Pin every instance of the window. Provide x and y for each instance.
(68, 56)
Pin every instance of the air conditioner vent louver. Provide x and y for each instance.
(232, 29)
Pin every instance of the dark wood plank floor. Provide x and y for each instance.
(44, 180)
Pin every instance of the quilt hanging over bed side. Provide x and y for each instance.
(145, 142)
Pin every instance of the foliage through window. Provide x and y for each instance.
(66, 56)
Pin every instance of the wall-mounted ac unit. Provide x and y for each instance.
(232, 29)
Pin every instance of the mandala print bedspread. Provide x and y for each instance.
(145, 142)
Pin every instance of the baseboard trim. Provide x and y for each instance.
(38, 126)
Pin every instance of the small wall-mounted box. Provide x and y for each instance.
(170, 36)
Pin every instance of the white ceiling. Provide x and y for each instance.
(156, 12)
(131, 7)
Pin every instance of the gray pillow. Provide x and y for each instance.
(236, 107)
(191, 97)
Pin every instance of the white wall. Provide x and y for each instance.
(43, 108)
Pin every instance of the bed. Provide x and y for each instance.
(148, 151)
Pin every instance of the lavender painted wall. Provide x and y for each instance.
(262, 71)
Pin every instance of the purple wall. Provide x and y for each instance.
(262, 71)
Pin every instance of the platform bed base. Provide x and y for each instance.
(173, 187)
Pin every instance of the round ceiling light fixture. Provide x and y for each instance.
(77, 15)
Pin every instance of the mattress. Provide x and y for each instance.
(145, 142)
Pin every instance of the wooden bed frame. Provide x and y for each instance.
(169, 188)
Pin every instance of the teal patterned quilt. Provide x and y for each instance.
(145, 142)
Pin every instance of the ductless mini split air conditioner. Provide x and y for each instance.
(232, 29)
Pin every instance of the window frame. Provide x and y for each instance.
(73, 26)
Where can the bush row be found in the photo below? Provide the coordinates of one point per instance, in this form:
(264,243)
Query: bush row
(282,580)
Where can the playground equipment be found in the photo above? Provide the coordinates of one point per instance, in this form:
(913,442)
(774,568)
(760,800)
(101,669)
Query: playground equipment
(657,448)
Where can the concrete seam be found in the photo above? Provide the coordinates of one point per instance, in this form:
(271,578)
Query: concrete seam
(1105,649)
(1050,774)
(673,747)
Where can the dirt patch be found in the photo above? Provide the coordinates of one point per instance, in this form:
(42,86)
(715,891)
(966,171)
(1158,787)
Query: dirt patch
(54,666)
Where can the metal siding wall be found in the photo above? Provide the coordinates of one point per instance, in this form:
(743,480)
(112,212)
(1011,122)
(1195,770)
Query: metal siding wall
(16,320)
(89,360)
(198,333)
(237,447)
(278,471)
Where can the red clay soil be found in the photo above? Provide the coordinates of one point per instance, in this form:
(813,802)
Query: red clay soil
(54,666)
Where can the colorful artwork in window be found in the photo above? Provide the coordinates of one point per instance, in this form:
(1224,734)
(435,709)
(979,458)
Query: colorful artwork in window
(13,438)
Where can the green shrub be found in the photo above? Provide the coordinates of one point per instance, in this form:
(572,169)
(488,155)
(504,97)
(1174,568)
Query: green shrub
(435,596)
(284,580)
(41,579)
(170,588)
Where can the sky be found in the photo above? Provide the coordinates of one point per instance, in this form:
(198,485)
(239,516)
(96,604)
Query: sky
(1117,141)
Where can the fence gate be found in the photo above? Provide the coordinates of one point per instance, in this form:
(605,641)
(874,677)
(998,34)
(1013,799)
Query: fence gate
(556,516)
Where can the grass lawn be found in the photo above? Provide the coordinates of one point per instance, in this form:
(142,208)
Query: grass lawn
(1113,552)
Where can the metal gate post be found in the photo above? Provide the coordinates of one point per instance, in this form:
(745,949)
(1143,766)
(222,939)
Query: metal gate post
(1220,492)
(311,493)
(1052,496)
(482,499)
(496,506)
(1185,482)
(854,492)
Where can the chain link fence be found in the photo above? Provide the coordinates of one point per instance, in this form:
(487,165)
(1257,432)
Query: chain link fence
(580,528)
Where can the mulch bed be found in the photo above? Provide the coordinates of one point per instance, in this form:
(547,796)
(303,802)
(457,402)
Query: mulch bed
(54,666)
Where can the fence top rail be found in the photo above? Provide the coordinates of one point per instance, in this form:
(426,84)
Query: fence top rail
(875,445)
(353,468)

- - - - - - -

*Exercise details*
Reproduce all of the entries above word for word, changing nothing.

*Full answer*
Pin every instance of the window. Provide x and y for each instance.
(68, 56)
Pin every instance of the air conditioner vent louver. Provide x and y for each instance.
(232, 29)
Pin every instance of the dark wood plank floor. Provide x and y for each instance.
(44, 180)
Pin every instance of the quilt hanging over bed side. Provide x and y for each instance.
(145, 142)
Pin every instance of the foliage through window. Provide x and y for each instance.
(66, 56)
Pin every instance of the wall-mounted ac unit. Provide x and y for each instance.
(232, 29)
Pin every instance of the mandala print bedspread. Provide x and y for each instance.
(145, 142)
Pin every instance of the baseboard trim. Provide x and y for each instance.
(38, 126)
Pin every instance of the small wall-mounted box. Provide x and y for each instance.
(170, 36)
Pin every instance of the white ceiling. Provide x and y for each instance.
(156, 12)
(131, 7)
Pin every instance of the gray pillow. Provide x and y for each instance.
(236, 107)
(191, 97)
Pin every instance of the white wall. Provide x and y for each instance.
(43, 108)
Pin every instance of the bed. Provide x and y for each instance.
(148, 151)
Pin every instance of the lavender painted wall. Provide x and y for each instance.
(262, 71)
Pin every instance of the purple wall. Provide x and y for each instance.
(262, 71)
Pin every instance of the platform bed base. Provide x and y for each instance.
(173, 187)
Pin every instance of the round ceiling light fixture. Provide x and y for each instance.
(77, 15)
Pin every instance of the mattress. Provide x and y for each instance.
(145, 142)
Pin every instance of the wooden bed frame. Provide x and y for each instance.
(169, 188)
Pin every instance of the teal patterned quilt. Provide x and y for each instance.
(145, 142)
Pin every instance of the ductless mini split air conditioner. Provide x and y for each instance.
(232, 29)
Pin every instance of the window frame. Provide x and y for each instance.
(73, 26)
Where can the bush row be found in the photo below? Provide the coordinates of one point per instance, in this form:
(264,243)
Query: bush row
(282,580)
Where can the playground equipment be found in the photo above? Provide the coordinates of one point per instance, in this form:
(913,442)
(774,568)
(760,800)
(101,669)
Query: playground equipment
(657,448)
Where can the concrete seam be found in the photo above? Provide the coordinates of one point per instance, in this form:
(271,578)
Query: concrete seam
(1105,649)
(1050,774)
(673,747)
Where can the dirt patch be found in the photo above? Provide the coordinates of one point per instance, in this form:
(42,86)
(715,891)
(966,171)
(1158,787)
Query: dirt patch
(54,666)
Where can the metal siding wall be found in the photo above? Provide the coordinates of one point per instance, in this form:
(743,480)
(112,212)
(1011,122)
(1195,770)
Query: metal siding wall
(16,320)
(89,360)
(198,333)
(237,447)
(278,471)
Where can the red clay soil be found in the photo above? Provide the coordinates of one point per instance, in this form:
(813,802)
Query: red clay soil
(54,666)
Where can the colorful artwork in window be found in the photo above? Provide the coordinates of one point per instance, in this form:
(1224,734)
(435,709)
(979,458)
Query: colorful artwork in window
(13,438)
Where can the green shrub be found in the photo above? Provide the coordinates of one point per instance, in this form:
(572,169)
(488,155)
(504,97)
(1174,568)
Query: green shrub
(435,596)
(284,580)
(41,579)
(170,588)
Where can the sky be found in the photo above? Provide the coordinates of one point per instance, in this form:
(198,485)
(239,516)
(96,604)
Query: sky
(1117,141)
Where can the fence gate be found in the photo above? Provide the coordinates of one point per instance, in this form:
(605,641)
(874,677)
(998,34)
(1013,799)
Query: fence gate
(556,516)
Where can the grass lawn be found in the photo above? Provide the coordinates of one point per instance, in this form:
(142,208)
Query: grass lawn
(1113,552)
Where can the metal gate post be found in the photo above? Provide the coordinates of one point per instance, in this form:
(745,949)
(1143,766)
(222,939)
Query: metal gate post
(1220,492)
(311,493)
(1052,496)
(482,499)
(496,506)
(1185,482)
(854,492)
Where can the chain link fence be found in the photo above? Provide the coordinates of one point per instance, in this form:
(487,165)
(1257,432)
Query: chain link fence
(580,528)
Where can the mulch bed be found in the photo above? Provide the coordinates of one point per instance, in this form:
(547,796)
(303,802)
(457,402)
Query: mulch bed
(54,666)
Where can the fence top rail be found in the photo above? Provide the coordinates of one point per instance, in this form:
(426,84)
Query: fence top rail
(875,445)
(353,468)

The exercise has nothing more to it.